■ **Task to complete**
In the data below, reproduce every line from the line with "Report one point per instance of the deer front" up to and including the line with "[[124, 48], [110, 48]]", and give only those lines. Keep the requests and their format samples unchanged, but scale each point coordinate in the answers by 0.7 and round it to a whole number, with halves rounded up.

■ **Dataset entries**
———

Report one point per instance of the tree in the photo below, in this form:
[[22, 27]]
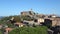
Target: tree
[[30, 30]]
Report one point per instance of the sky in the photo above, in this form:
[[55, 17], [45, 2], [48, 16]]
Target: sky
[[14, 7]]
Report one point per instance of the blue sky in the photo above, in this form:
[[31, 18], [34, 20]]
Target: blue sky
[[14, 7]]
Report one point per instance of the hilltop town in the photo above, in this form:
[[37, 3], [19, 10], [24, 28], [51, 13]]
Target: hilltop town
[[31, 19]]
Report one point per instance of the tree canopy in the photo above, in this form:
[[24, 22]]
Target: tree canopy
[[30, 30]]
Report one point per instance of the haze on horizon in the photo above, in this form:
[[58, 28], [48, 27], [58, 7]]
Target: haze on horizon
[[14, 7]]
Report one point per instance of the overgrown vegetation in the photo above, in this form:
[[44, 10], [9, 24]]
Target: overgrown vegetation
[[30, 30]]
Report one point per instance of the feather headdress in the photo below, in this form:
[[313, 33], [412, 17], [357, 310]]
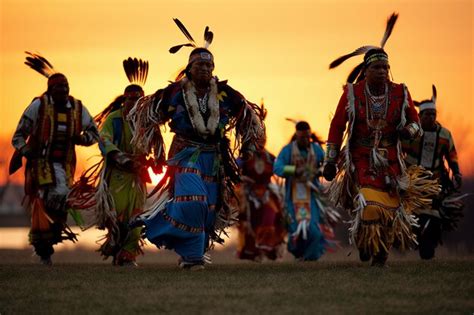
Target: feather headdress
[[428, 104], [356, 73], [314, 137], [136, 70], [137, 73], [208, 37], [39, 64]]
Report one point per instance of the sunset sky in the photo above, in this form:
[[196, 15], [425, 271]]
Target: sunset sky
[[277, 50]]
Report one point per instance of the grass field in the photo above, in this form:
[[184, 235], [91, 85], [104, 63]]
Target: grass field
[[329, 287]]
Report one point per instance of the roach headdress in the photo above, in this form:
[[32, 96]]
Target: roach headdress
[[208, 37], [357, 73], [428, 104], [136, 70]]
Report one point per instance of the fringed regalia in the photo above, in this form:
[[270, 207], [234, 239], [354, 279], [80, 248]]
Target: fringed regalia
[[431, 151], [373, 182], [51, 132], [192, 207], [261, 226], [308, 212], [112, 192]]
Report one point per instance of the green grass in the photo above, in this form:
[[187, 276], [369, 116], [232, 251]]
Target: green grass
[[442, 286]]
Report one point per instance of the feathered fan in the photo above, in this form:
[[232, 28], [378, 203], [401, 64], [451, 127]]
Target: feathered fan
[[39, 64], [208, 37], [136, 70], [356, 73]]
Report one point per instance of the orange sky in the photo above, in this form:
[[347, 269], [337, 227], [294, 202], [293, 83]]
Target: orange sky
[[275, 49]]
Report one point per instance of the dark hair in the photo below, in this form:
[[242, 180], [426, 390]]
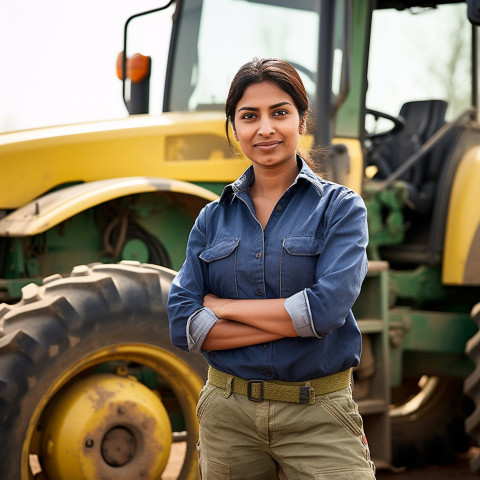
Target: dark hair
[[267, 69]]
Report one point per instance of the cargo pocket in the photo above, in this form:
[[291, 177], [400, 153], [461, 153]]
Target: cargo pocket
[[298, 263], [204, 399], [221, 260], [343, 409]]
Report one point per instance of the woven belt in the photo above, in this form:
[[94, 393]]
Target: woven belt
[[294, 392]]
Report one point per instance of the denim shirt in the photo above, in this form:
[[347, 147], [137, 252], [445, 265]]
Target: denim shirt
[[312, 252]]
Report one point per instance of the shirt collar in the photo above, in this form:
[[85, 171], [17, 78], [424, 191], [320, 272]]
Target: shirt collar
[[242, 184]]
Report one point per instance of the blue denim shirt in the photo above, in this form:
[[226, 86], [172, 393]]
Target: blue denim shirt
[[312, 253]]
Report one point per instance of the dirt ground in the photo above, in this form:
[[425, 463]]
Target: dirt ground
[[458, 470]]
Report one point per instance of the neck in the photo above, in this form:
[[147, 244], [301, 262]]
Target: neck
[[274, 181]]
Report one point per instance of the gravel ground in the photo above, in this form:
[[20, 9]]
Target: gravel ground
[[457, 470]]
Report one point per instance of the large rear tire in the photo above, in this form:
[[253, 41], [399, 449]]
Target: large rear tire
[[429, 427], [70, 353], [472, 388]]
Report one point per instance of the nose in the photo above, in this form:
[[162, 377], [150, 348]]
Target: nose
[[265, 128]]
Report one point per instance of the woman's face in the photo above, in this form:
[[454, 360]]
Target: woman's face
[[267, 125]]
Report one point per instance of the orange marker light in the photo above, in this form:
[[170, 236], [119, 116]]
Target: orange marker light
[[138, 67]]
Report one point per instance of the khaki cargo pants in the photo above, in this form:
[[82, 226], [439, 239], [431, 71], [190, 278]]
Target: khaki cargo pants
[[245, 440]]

———

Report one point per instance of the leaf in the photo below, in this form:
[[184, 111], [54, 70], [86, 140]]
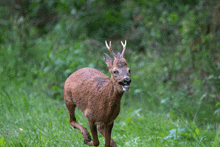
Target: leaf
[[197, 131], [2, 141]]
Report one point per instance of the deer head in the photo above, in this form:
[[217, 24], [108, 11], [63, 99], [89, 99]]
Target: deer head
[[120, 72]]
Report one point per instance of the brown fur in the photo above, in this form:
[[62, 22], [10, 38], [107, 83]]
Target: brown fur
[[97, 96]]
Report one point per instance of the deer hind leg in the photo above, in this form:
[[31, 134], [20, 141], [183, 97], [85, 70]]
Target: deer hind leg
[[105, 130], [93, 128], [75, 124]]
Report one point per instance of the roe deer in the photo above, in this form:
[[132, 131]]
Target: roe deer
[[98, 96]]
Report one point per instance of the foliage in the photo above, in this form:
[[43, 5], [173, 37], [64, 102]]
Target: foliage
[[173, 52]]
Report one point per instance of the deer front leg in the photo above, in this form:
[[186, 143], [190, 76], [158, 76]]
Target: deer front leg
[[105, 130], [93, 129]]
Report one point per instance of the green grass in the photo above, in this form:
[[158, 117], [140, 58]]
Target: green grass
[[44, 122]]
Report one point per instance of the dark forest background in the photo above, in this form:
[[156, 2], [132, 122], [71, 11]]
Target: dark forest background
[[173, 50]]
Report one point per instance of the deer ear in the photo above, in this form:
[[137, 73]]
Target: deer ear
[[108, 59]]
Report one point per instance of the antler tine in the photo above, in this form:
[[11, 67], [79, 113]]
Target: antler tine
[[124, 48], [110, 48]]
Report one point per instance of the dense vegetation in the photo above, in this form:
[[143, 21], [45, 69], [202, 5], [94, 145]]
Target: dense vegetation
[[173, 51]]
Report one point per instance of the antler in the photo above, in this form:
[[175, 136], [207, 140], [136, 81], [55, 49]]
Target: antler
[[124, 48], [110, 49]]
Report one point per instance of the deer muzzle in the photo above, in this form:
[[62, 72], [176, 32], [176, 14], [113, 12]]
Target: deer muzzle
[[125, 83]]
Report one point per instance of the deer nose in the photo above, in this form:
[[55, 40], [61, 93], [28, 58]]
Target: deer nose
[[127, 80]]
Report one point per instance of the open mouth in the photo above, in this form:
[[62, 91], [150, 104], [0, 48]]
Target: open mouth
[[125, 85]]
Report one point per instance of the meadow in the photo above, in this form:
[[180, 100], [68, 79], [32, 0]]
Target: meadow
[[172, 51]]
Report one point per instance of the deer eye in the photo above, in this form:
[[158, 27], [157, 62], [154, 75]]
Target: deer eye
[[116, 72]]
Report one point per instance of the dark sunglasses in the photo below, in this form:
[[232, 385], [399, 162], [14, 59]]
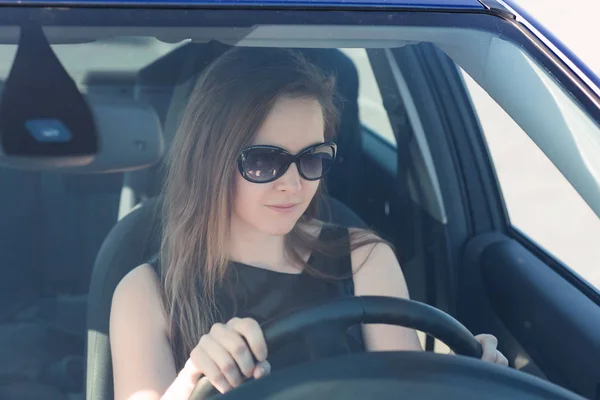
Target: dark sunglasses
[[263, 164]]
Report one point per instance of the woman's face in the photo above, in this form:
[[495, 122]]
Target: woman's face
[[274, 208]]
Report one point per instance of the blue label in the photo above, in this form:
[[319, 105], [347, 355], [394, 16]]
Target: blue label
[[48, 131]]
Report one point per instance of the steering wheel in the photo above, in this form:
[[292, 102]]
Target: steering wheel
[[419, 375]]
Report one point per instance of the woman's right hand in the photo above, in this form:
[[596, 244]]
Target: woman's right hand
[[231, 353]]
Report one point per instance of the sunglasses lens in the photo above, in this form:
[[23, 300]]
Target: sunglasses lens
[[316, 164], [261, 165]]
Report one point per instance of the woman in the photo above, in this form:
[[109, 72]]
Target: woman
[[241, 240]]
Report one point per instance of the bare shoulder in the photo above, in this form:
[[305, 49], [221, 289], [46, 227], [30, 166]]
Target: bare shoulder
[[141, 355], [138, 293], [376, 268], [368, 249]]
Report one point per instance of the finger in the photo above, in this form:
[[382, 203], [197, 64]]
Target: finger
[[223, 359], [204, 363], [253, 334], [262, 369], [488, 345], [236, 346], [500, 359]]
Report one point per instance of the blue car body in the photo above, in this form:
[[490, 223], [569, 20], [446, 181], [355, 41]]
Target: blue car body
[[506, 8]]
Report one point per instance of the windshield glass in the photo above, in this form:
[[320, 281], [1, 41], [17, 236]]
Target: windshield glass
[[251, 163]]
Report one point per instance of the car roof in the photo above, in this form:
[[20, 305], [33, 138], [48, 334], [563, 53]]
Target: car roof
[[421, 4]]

———

■ **Full solution**
Report one point per instance of the deer front leg in the photo above, in this form:
[[186, 143], [190, 76], [158, 76]]
Target: deer front leg
[[74, 91], [65, 90]]
Report one point per instance of the green grass in the photo above, in this form:
[[158, 117], [140, 58]]
Target: green grass
[[31, 85]]
Report one point per instance of the dark forest background in the photo above, in this form:
[[156, 2], [132, 122], [71, 11]]
Target: dark forest background
[[121, 35]]
Report one point per instance of the deer ear in the photo above, in this form:
[[137, 73]]
Target: deer ear
[[76, 41]]
Report one point per instance of the antler tine in the photo above, in this form:
[[11, 67], [79, 113]]
Target: antler tine
[[87, 34], [77, 34]]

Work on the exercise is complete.